-- BEGIN SOURCE DATA --

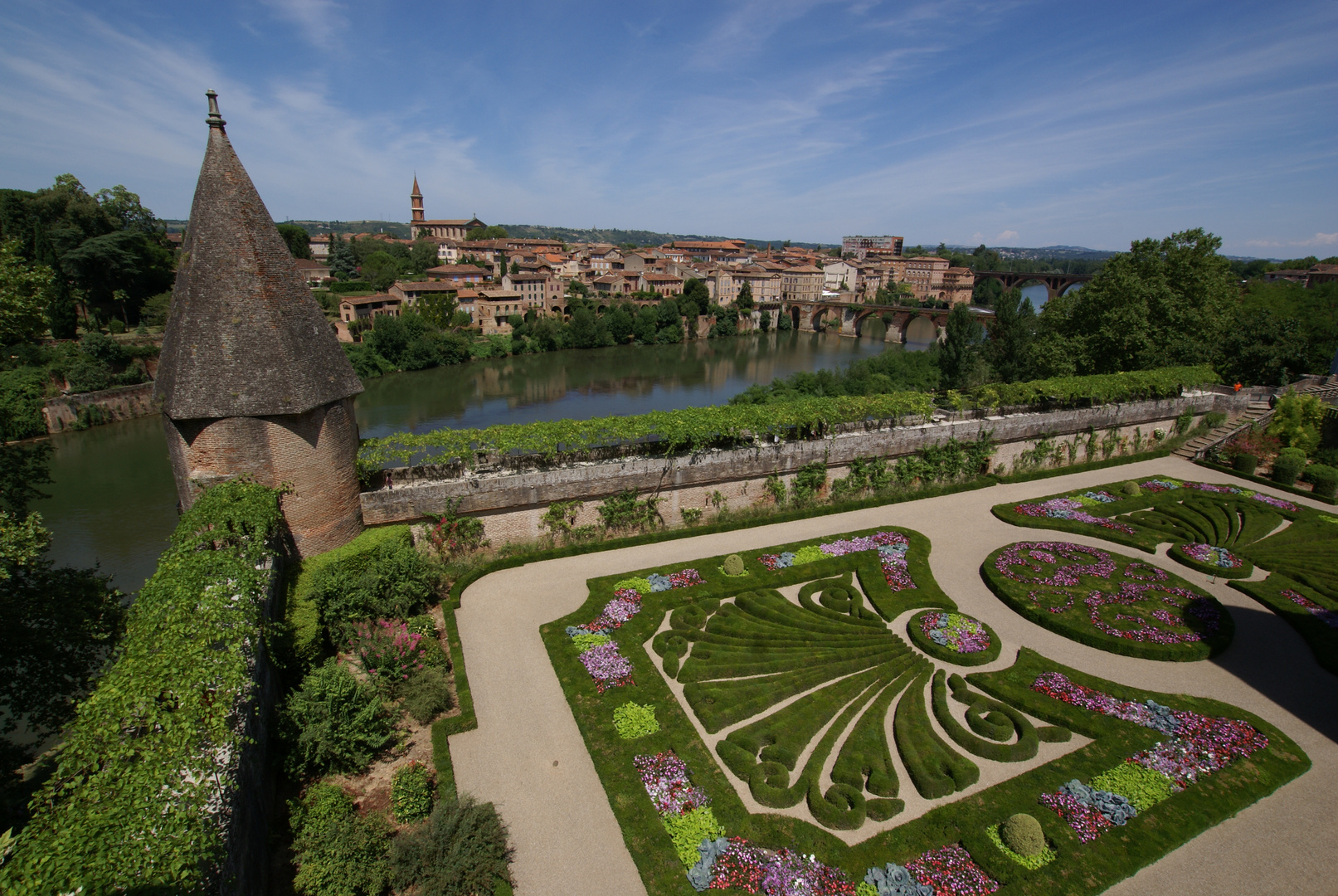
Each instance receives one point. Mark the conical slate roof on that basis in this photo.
(245, 338)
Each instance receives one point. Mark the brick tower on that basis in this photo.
(415, 209)
(252, 380)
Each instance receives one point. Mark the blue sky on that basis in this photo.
(1008, 124)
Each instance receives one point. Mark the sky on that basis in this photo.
(1002, 122)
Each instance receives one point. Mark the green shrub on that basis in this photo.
(689, 830)
(391, 581)
(336, 851)
(1137, 784)
(427, 694)
(1023, 835)
(1287, 465)
(460, 851)
(335, 723)
(411, 793)
(633, 721)
(1324, 479)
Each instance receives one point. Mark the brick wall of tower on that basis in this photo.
(314, 454)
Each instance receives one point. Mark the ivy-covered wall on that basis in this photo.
(161, 782)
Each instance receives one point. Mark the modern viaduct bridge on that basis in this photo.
(1054, 284)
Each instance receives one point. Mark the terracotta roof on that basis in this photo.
(245, 338)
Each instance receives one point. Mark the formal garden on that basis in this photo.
(805, 718)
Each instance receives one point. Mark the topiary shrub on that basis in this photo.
(426, 694)
(1322, 479)
(333, 723)
(1023, 835)
(1287, 465)
(411, 793)
(336, 851)
(460, 851)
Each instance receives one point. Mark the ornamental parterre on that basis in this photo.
(956, 631)
(892, 555)
(1213, 555)
(1327, 616)
(1071, 509)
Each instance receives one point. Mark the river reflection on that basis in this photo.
(114, 503)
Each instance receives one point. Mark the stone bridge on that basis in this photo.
(905, 324)
(1054, 284)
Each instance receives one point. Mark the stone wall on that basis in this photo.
(124, 403)
(510, 499)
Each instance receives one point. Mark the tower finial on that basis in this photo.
(214, 118)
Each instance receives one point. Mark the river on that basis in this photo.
(113, 500)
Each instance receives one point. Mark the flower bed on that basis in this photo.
(1108, 601)
(953, 637)
(892, 555)
(1211, 559)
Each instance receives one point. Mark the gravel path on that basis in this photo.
(528, 758)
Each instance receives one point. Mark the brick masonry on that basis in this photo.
(511, 500)
(128, 402)
(314, 454)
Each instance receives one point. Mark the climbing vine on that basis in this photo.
(135, 793)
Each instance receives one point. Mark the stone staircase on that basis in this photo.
(1255, 412)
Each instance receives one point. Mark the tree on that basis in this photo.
(59, 622)
(696, 297)
(744, 301)
(1010, 347)
(961, 345)
(23, 289)
(342, 258)
(299, 241)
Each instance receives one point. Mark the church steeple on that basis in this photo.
(415, 205)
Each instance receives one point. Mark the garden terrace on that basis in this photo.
(774, 688)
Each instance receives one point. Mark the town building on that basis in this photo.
(450, 229)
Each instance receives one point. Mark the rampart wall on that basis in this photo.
(510, 495)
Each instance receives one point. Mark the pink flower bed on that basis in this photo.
(665, 778)
(606, 666)
(1327, 616)
(1087, 820)
(1071, 509)
(951, 872)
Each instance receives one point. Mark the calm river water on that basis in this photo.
(114, 503)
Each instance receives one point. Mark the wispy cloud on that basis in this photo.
(320, 22)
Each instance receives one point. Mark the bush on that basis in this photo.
(1287, 465)
(1023, 835)
(411, 793)
(392, 581)
(388, 650)
(1244, 465)
(426, 694)
(336, 852)
(1324, 479)
(335, 723)
(460, 851)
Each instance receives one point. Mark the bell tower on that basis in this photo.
(415, 209)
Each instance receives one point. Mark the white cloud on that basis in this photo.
(318, 20)
(1320, 240)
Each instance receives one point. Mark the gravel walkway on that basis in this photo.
(528, 758)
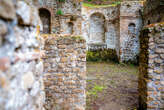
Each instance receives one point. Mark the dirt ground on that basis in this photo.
(111, 86)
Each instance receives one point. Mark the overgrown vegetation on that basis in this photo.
(111, 85)
(102, 55)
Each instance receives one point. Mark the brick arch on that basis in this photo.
(97, 28)
(131, 28)
(45, 16)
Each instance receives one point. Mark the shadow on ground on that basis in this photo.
(112, 86)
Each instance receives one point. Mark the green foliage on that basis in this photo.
(59, 12)
(102, 55)
(61, 0)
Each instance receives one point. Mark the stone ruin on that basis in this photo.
(43, 46)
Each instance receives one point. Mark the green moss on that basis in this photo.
(102, 55)
(100, 6)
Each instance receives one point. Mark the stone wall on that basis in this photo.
(21, 85)
(151, 77)
(65, 72)
(130, 26)
(102, 29)
(153, 11)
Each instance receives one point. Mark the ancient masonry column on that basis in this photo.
(151, 77)
(21, 67)
(65, 72)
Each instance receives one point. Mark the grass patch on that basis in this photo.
(102, 55)
(100, 6)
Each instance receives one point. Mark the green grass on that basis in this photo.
(100, 6)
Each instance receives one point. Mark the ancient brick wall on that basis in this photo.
(100, 26)
(21, 84)
(65, 72)
(151, 77)
(153, 11)
(130, 26)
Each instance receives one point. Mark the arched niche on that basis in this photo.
(97, 28)
(132, 28)
(45, 17)
(69, 28)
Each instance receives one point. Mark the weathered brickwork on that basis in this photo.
(65, 72)
(100, 26)
(21, 84)
(117, 27)
(153, 11)
(130, 26)
(151, 78)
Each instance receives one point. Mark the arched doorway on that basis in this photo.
(97, 28)
(45, 17)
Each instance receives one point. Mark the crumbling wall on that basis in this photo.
(21, 85)
(71, 14)
(129, 41)
(153, 11)
(97, 28)
(151, 77)
(110, 26)
(65, 72)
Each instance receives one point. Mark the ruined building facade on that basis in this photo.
(115, 26)
(46, 70)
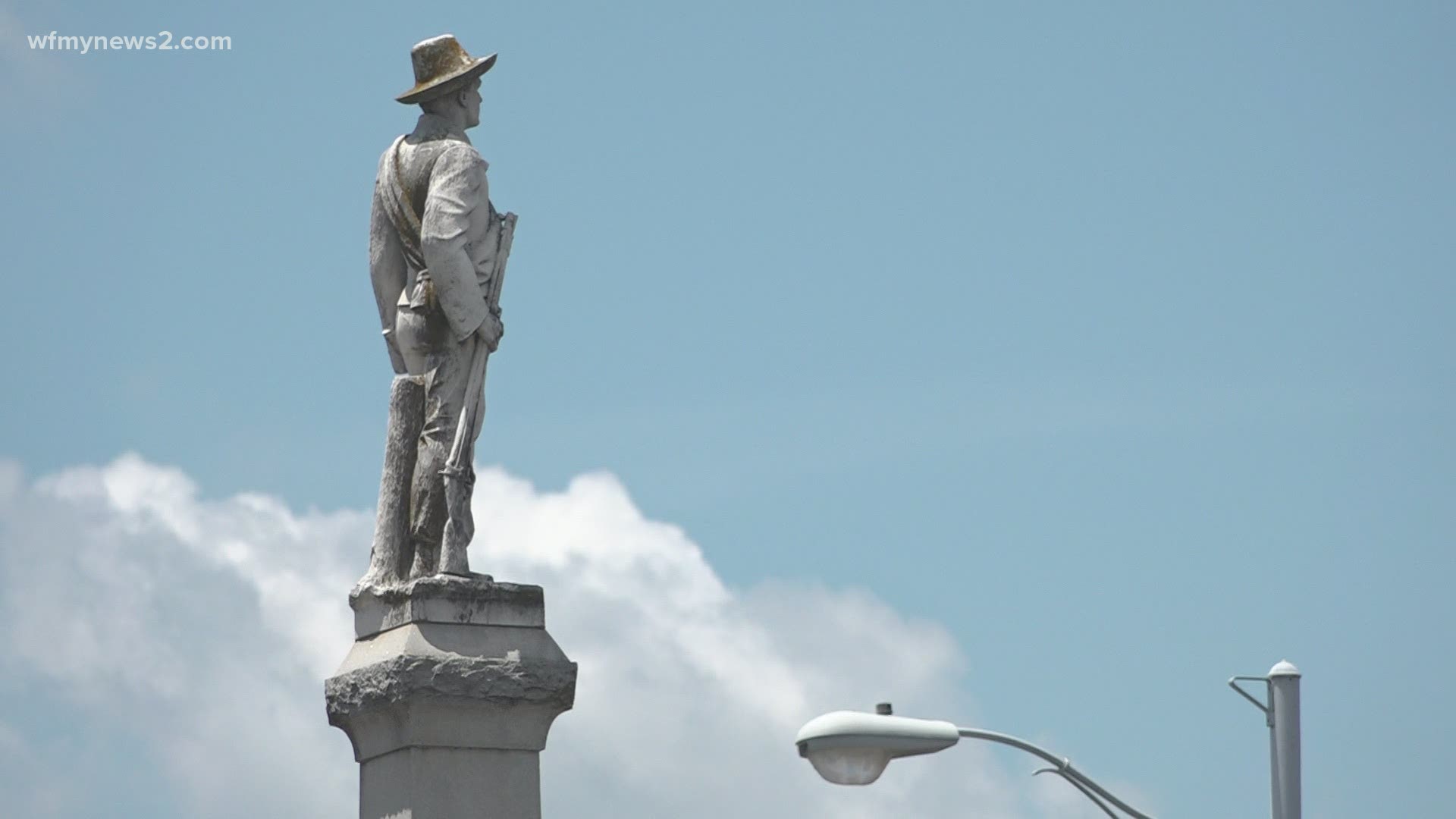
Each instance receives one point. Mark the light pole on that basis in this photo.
(852, 748)
(1282, 716)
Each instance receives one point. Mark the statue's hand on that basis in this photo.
(491, 331)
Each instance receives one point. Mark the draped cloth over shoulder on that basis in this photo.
(437, 246)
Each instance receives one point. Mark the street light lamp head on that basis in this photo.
(852, 748)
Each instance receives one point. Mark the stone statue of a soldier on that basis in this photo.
(437, 257)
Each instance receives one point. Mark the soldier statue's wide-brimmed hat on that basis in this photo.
(441, 66)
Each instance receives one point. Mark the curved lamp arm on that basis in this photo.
(1060, 765)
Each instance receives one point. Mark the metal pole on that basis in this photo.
(1062, 767)
(1282, 716)
(1285, 739)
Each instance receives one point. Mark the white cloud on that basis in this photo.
(200, 632)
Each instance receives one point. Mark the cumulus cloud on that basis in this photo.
(162, 651)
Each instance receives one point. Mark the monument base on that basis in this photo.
(447, 697)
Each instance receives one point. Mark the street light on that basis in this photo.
(852, 748)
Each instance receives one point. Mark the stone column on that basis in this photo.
(447, 697)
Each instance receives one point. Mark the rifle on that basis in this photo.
(459, 474)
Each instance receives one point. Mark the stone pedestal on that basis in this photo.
(447, 697)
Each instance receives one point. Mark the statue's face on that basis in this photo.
(472, 105)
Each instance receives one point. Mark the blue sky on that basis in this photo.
(1112, 338)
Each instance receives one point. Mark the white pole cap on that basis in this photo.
(1285, 668)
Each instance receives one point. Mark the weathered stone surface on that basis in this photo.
(391, 554)
(446, 598)
(408, 678)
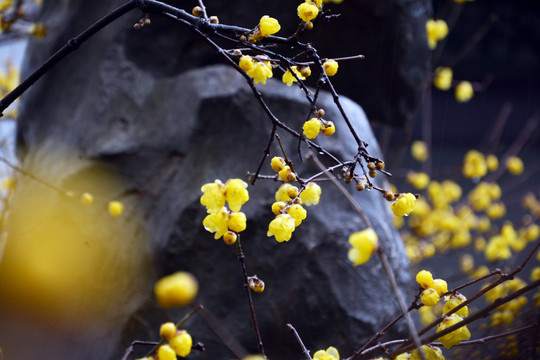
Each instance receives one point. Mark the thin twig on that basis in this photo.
(482, 313)
(72, 45)
(380, 253)
(131, 347)
(248, 293)
(305, 351)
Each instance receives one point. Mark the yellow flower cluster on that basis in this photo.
(178, 289)
(268, 26)
(313, 126)
(364, 243)
(288, 208)
(308, 10)
(430, 296)
(433, 289)
(436, 31)
(221, 221)
(258, 68)
(330, 67)
(500, 246)
(329, 354)
(404, 204)
(464, 91)
(177, 342)
(514, 165)
(419, 151)
(474, 165)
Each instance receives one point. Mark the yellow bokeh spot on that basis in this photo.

-- END SOURCE DATA --

▸ SET TASK
Copy out the lines starting at the one containing "Each instance receives one point. Mark the gravel path" and ending at the one containing "(1255, 412)", substituting "trailing ivy" for "climbing vine" and leaving everything else unchanged.

▸ FULL RESPONSE
Each instance receives one point. Mark the gravel path on that basis in this photo.
(528, 758)
Each instance receives one point. Mark the brick masonry on that basis in this photo.
(511, 500)
(128, 402)
(314, 454)
Each instance receives one point. Mark the trailing ivy on that basis in this photo.
(135, 793)
Each instance receives one point. Mark the stone staircase on that basis in this photo.
(1255, 412)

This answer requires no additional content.